**PAGE EXTRACT:**

----------------------------------------

Showing posts with label dusting. Show all posts
Showing posts with label dusting. Show all posts

February 9, 2014

'M' IS FOR 'MESSY'

        I have spent the past two weeks worrying about housecleaning.  Not doing it, just worrying about it. 
You see, we are those “lower than whale poop” types of folks known to the surrounding homeowners as “renters.” 
I don’t know why renters are regarded this way.  Stij and I are kind, considerate people and have not received so much as a polite “your front yard sucks, it is a weed-ridden mess, clean it up or else” note from the HOA.
Perhaps it is the former renters of this house who we are paying the social price for.  From what I understand, before us, there were a group of Harley guys who would laugh out loud upon hearing the word, ‘muffler.’  They shouted when they spoke because they had no hearing left. They worked the graveyard shift, presumably at a home for the deaf, and would pull out of the driveway just as the entire neighborhood was drifting off to sleep. 
Or maybe it was the renters before them.  People still talk about the family who never went outside wearing anything but head-to-toe  Ewok costumes…at least everyone thought they were costumes.  Some people assumed that it was in protest of the ‘no dogs’ rule, but there is far from majority agreement on this.
We’ve been living here for nine years now.  Never missed a rent payment.  Quiet, keep to ourselves.  Maybe they think we’re serial killers.  And we did rebuild the house at our expense after the giant bread mishap and actually added improvements previously absent, so no harm, no foul there.
At any rate, I was discussing housecleaning, wasn’t I?
When one rents, you see, one is subject to a demeaning little visit every so often from the Property Manager (we have one of those, too, making us overseen by the owner, the HOA, and the PM.  San Quentin is less surveilled.).  They send someone out to do a walk-through to be sure you have the required safety features, and aren’t hiding any dogs on the premises.

----------------------------------------

**SET TASKS:**
1) Answer these from the housecleaning blog post:
(a) How long has the writer spent worrying about housecleaning?
(b) What shift did the Harley guys work?
(c) What does the Property Manager's walk-through check for?
2) Write the next few paragraphs of the housecleaning blog post, picking up after its final sentence about the Property Manager's walk-through.

----------------------------------------

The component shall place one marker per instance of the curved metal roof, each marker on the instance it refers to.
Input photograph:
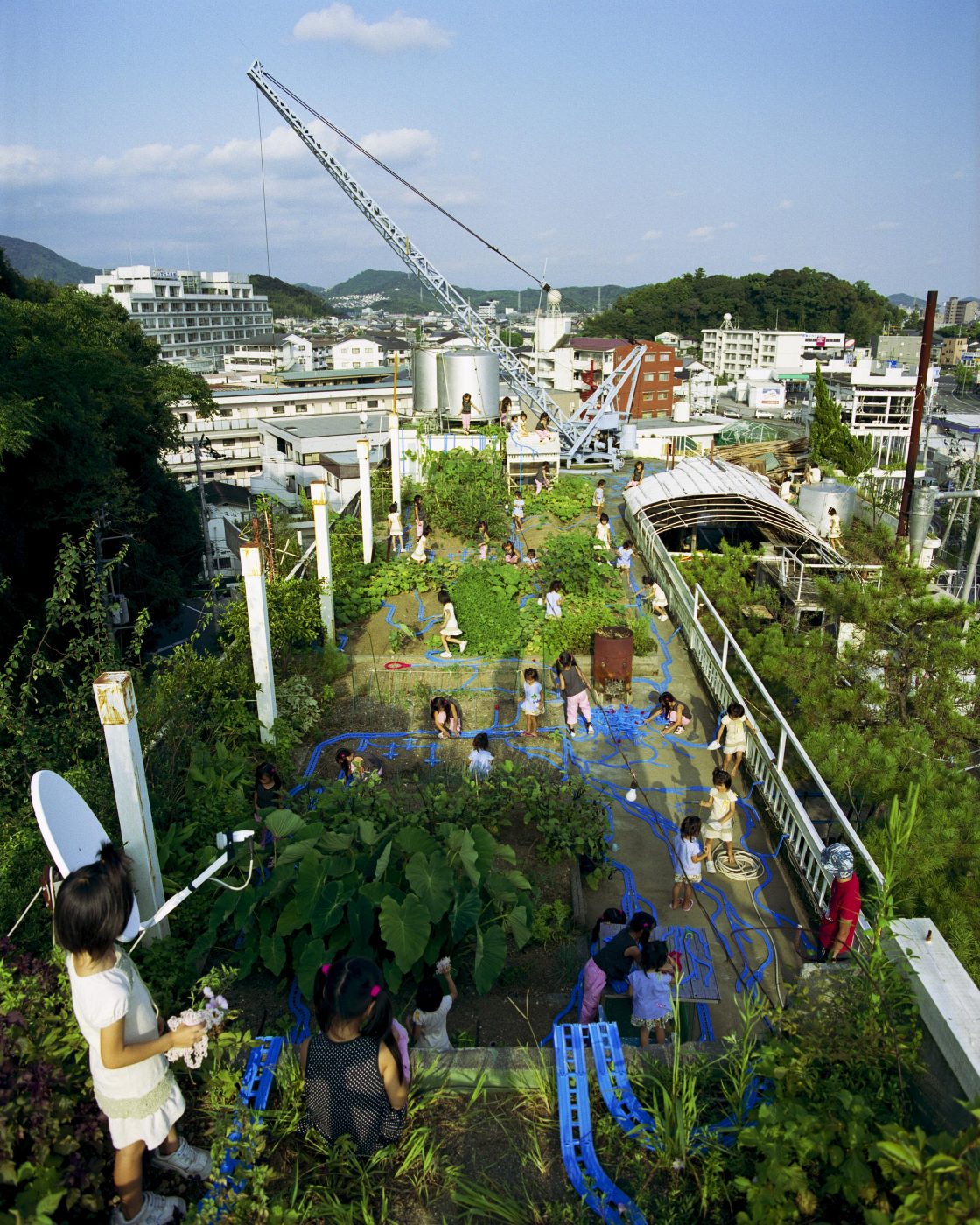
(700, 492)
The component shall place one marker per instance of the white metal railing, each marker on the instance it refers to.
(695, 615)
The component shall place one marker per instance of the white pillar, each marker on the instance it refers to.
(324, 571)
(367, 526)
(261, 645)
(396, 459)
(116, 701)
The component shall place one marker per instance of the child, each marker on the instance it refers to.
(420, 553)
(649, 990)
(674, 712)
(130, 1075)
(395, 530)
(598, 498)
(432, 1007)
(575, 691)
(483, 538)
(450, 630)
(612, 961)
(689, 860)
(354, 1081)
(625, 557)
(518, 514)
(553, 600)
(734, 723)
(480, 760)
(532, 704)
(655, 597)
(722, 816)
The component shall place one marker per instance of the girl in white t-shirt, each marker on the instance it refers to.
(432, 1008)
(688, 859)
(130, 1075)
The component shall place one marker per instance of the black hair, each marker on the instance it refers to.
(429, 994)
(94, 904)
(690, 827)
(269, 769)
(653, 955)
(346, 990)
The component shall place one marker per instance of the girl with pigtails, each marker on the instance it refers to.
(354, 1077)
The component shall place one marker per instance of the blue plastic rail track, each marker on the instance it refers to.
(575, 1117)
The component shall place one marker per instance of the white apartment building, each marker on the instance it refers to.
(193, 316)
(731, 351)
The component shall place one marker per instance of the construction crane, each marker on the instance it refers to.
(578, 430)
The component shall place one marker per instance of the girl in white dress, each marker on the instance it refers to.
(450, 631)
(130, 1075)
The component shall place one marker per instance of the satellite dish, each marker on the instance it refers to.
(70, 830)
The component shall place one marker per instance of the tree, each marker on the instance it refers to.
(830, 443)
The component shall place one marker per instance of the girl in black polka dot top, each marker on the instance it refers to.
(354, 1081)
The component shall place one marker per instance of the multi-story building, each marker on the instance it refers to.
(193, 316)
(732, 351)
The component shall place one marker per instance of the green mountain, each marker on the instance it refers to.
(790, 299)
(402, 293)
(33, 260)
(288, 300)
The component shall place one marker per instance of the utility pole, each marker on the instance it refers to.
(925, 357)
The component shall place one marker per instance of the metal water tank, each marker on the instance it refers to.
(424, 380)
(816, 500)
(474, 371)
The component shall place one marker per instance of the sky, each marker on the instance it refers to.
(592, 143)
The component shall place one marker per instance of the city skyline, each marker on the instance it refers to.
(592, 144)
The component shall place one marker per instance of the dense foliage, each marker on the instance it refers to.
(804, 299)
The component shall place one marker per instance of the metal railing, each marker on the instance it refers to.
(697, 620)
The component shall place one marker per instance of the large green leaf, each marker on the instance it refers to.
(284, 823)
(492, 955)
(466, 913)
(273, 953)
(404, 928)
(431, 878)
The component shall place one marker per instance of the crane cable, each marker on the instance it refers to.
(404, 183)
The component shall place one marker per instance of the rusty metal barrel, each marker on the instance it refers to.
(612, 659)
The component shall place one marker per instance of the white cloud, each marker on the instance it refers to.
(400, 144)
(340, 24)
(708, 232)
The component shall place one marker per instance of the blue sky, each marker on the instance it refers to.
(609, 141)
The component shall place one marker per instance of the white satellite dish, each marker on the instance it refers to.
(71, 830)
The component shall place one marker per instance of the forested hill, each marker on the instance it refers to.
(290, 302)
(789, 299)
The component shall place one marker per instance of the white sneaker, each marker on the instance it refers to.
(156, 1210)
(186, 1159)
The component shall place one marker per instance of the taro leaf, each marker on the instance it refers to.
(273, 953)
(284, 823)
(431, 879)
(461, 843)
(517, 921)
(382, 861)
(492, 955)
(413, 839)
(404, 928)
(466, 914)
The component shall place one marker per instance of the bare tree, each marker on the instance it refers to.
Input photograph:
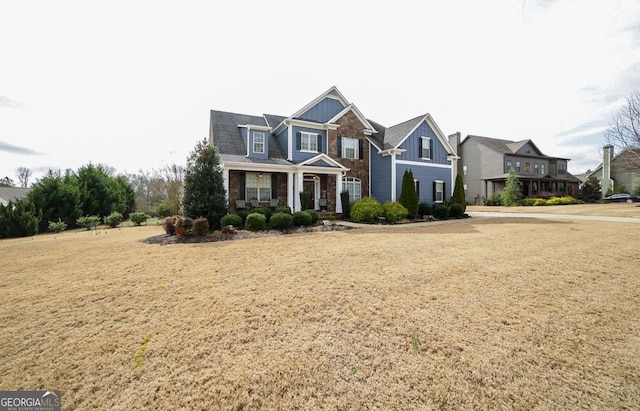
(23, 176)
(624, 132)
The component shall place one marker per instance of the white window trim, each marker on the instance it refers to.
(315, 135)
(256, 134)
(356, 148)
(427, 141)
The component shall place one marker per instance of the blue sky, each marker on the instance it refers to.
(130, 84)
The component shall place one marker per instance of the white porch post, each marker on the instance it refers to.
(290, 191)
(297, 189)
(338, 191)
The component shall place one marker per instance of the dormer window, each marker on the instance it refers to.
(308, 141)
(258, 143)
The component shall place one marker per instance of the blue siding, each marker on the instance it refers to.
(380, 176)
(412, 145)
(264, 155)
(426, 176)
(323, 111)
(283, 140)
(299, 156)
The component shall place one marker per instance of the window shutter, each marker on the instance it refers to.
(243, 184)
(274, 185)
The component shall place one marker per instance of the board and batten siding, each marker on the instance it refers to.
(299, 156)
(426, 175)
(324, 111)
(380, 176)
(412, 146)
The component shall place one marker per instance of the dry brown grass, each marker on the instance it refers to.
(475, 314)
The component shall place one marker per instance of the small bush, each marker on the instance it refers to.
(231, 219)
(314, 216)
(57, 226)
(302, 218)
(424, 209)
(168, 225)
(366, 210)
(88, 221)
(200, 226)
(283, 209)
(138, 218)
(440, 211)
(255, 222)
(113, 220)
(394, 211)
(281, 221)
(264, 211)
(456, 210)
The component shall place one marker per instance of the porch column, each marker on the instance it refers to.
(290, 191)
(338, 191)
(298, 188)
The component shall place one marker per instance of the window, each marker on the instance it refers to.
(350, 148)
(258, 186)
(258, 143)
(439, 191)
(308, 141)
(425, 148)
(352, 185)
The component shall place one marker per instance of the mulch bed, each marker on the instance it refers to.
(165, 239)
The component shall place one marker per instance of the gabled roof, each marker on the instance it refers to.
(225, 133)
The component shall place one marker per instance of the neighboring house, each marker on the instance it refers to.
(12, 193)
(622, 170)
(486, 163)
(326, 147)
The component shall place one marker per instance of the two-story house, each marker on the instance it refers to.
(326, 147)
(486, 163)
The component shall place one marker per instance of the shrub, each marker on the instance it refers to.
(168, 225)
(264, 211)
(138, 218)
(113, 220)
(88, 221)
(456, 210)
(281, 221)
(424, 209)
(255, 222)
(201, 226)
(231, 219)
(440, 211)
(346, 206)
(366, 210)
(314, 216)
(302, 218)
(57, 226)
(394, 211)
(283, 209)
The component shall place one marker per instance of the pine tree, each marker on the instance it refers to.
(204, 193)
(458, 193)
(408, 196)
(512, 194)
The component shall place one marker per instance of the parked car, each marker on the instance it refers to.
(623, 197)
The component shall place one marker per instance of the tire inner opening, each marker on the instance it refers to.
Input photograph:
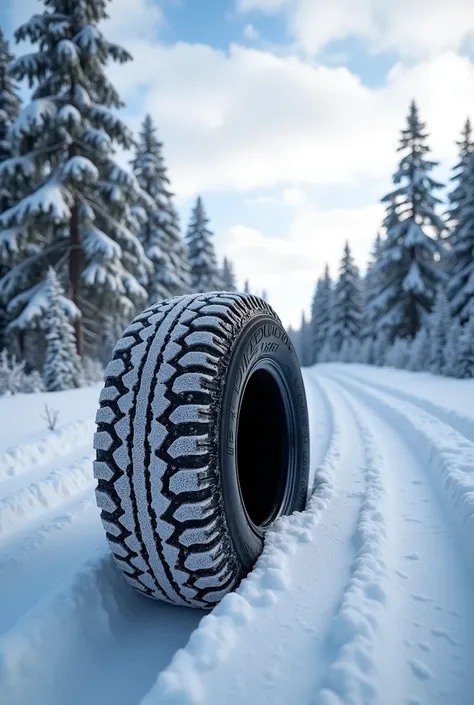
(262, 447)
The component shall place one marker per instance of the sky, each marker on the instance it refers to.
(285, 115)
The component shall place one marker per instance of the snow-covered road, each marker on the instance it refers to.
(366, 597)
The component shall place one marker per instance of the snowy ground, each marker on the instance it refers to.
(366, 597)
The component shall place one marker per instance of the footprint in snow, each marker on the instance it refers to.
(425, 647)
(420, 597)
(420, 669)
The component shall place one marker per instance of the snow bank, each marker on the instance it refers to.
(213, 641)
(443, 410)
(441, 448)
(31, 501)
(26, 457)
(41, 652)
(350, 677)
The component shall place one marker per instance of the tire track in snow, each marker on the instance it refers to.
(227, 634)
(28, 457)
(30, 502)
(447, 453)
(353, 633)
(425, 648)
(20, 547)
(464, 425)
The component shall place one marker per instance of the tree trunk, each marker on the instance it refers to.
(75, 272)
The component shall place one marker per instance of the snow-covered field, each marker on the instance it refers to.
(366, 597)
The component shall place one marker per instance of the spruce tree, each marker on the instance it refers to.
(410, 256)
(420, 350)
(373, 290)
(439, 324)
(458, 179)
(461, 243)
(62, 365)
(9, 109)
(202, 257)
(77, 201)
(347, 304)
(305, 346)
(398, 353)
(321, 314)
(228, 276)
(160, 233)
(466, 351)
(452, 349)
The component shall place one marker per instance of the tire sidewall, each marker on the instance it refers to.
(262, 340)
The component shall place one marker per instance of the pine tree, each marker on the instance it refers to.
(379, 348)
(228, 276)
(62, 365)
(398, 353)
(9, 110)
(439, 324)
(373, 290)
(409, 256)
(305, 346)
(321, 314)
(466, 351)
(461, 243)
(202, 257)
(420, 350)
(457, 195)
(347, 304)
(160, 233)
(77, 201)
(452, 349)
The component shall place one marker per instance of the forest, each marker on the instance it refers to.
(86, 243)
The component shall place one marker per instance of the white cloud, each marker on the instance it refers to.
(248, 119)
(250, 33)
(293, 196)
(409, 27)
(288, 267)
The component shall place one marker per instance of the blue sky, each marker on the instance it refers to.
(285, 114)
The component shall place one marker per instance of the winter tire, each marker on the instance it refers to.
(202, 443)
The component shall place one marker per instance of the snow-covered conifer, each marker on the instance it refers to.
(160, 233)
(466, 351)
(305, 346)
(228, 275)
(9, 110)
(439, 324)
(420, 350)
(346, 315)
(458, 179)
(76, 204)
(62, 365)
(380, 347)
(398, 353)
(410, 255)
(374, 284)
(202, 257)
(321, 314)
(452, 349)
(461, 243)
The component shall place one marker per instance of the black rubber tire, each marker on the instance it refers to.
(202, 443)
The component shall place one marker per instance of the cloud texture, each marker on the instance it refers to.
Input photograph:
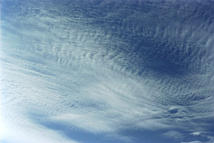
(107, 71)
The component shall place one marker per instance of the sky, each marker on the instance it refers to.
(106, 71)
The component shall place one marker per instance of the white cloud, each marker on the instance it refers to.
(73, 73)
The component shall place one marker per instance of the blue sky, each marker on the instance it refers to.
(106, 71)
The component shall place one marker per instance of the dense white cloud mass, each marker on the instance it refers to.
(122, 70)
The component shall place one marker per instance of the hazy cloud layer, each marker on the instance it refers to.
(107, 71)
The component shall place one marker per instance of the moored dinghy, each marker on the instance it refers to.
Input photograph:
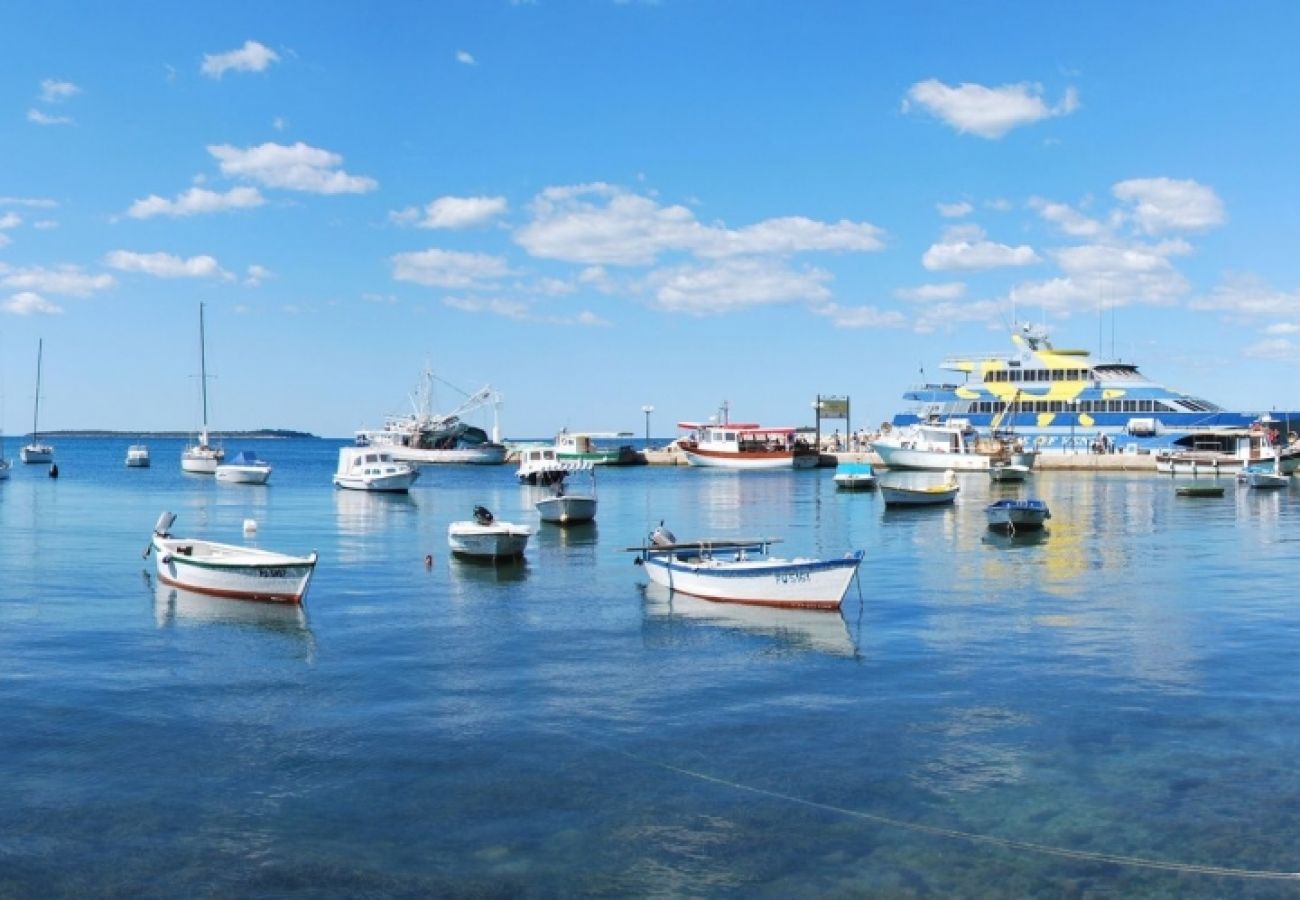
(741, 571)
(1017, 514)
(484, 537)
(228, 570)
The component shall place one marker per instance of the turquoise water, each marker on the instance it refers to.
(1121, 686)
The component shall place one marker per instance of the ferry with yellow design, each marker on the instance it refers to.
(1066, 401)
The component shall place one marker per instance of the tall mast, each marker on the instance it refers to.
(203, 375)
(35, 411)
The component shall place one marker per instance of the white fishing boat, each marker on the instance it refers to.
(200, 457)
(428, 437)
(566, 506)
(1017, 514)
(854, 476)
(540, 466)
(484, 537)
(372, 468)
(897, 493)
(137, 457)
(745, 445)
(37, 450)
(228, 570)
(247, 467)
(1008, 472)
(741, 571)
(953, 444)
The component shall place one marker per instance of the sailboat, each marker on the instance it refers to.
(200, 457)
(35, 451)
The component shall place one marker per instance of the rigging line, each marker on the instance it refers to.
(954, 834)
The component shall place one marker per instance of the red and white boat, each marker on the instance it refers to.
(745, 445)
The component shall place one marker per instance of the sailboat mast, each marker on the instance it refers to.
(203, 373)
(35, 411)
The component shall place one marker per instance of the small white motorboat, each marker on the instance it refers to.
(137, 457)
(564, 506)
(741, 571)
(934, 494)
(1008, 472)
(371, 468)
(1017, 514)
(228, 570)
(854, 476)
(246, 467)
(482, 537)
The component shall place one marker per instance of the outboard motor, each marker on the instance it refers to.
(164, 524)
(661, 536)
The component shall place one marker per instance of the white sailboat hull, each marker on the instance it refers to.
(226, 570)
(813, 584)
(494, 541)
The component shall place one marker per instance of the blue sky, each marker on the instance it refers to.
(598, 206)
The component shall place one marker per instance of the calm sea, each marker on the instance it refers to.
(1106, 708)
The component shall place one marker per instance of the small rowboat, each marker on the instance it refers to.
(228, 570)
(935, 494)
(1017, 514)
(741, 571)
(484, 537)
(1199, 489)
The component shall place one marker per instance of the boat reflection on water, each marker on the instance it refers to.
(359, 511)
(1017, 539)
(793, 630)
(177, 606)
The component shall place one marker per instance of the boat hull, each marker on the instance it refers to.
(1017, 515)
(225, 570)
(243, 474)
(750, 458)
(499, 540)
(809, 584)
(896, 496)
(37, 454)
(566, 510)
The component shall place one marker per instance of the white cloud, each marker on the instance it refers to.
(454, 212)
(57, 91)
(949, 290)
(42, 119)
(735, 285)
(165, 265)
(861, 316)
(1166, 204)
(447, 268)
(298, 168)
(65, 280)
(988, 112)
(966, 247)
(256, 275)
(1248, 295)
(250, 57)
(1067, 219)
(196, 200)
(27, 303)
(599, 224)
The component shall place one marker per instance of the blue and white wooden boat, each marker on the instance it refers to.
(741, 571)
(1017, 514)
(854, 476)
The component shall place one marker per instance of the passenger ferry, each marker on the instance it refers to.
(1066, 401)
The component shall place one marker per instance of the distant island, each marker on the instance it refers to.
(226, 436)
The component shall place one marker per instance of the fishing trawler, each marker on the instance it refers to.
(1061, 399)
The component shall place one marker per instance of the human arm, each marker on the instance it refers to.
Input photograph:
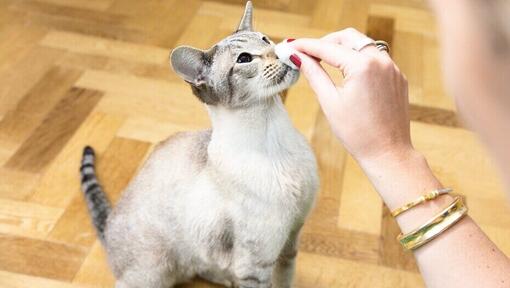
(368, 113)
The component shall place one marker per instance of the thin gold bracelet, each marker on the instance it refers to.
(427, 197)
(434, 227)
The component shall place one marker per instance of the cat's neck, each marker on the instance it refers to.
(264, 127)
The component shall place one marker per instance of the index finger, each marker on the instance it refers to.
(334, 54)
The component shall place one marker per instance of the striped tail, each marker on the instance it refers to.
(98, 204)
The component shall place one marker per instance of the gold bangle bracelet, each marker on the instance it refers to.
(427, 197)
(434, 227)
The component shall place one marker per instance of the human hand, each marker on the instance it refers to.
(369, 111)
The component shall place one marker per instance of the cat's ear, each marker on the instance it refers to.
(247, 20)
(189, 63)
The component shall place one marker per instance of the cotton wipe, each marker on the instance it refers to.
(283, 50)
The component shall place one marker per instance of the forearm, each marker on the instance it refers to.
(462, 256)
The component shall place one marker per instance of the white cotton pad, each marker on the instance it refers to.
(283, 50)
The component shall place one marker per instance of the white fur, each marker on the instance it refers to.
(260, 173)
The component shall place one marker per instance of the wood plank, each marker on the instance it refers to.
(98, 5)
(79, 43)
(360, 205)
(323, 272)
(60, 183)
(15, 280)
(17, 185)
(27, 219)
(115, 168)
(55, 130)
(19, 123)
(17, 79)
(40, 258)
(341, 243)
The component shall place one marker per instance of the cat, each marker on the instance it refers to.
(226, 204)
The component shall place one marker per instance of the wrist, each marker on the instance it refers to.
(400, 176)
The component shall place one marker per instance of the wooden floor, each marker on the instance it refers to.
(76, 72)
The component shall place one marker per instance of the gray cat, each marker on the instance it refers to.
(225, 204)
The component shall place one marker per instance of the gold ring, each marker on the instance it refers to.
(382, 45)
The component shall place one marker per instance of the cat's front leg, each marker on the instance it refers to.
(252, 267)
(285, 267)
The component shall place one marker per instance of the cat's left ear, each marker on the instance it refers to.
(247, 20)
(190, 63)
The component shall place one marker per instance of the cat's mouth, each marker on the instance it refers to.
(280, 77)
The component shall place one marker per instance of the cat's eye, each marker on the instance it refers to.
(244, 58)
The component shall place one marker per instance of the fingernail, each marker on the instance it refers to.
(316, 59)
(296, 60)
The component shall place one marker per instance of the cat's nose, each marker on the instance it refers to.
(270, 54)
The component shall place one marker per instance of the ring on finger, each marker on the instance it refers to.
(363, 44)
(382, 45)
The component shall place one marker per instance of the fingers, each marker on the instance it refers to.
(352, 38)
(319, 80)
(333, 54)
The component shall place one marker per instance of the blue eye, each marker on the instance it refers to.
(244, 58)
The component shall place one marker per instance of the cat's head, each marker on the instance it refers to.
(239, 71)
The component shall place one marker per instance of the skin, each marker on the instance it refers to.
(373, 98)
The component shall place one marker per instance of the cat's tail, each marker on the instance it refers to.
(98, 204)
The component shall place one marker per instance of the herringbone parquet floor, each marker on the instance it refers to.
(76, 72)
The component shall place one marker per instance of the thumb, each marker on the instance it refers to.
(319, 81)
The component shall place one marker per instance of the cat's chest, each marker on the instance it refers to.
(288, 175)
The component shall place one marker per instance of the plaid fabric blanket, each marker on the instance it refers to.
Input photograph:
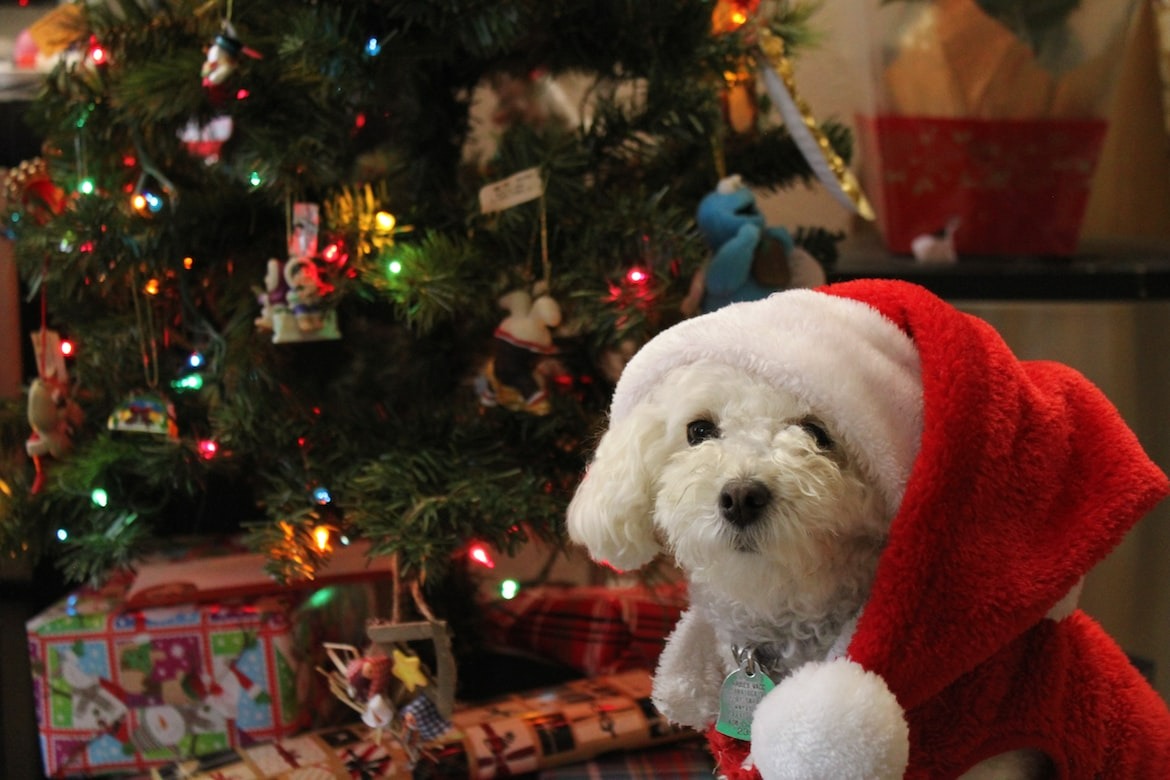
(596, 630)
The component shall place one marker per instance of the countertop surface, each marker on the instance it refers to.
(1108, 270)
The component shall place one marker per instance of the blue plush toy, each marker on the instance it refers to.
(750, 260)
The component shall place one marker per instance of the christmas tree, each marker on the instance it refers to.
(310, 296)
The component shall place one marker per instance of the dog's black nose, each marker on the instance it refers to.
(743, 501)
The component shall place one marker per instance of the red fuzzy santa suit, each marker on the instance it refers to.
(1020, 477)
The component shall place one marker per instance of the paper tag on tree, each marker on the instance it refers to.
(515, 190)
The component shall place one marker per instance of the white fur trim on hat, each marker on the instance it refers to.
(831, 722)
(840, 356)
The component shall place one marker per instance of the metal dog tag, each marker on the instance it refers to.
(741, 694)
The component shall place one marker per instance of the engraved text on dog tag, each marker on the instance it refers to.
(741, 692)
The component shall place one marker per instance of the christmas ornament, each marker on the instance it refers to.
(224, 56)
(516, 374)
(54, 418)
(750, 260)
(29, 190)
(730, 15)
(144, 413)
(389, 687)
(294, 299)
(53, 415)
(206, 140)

----------------------------------------

**RESPONSES FOR EACH TASK:**
1)
(a) The past two weeks.
(b) The graveyard shift.
(c) That the renters have the required safety features and aren't hiding any dogs on the premises.

2)
So I figured I’d better start cleaning.  We are not slobs, but there is a bit of clutter around, and I really could rake the living room a bit more often than I do.
Stij entrusted the cleaning to me, since he had to spend time making a living.  He walked into the living room just as I was finishing up.
“You’ve been doing this for over an hour and it doesn’t look like you’ve picked up a single thing,” he remarked.
“I haven’t.  I drove to the store and bought this,” I said, indicating the brand new easel, canvas, tubes of paint and jar of brushes.
“I see.  You’re going to do a painting called ‘Still Life Among the Ruins’ are you?”
I smiled and shook my head sadly because he had completely missed the brilliance of my cunning plan.  “I can avoid cleaning this room entirely!  If people think you’re an artist, they forgive a mess!”
“And exactly how much did today’s scheming set us back, Lucy.  You have some ‘splainin’ to do.”
“$167.00.  But look how much time it saved!  I can do other things, now.”
“Such as?”
“Well, I bought some cactus plants to put in the den.  It will make the layer of dust look like part of the décor.”
“You’re going to have to do some cleaning, you know.”
“Oh, what for?  I like the house to have a ‘lived-in’ look, don’t you?”
“This one has a ‘no survivors’ look.”
“You’re very funny for someone with no teeth.”
“I have teeth.”
“Not for long.”
“I’m going back to my shop. The inspector is due at 4:00 today. You have six hours. Will you be ready with a house that will pass?”
“Of course.”
“Oh, and by the way, I think the refrigerator needs to be defrosted.”
“Why?”
“Because I don’t think there’s supposed to be frost on the outside.”
“Okay.”
“And there is a bunch of stuff—I say ‘stuff’ because I can’t identify it—that needs to be thrown out in there.”
“Is it ripening green or rotting green?”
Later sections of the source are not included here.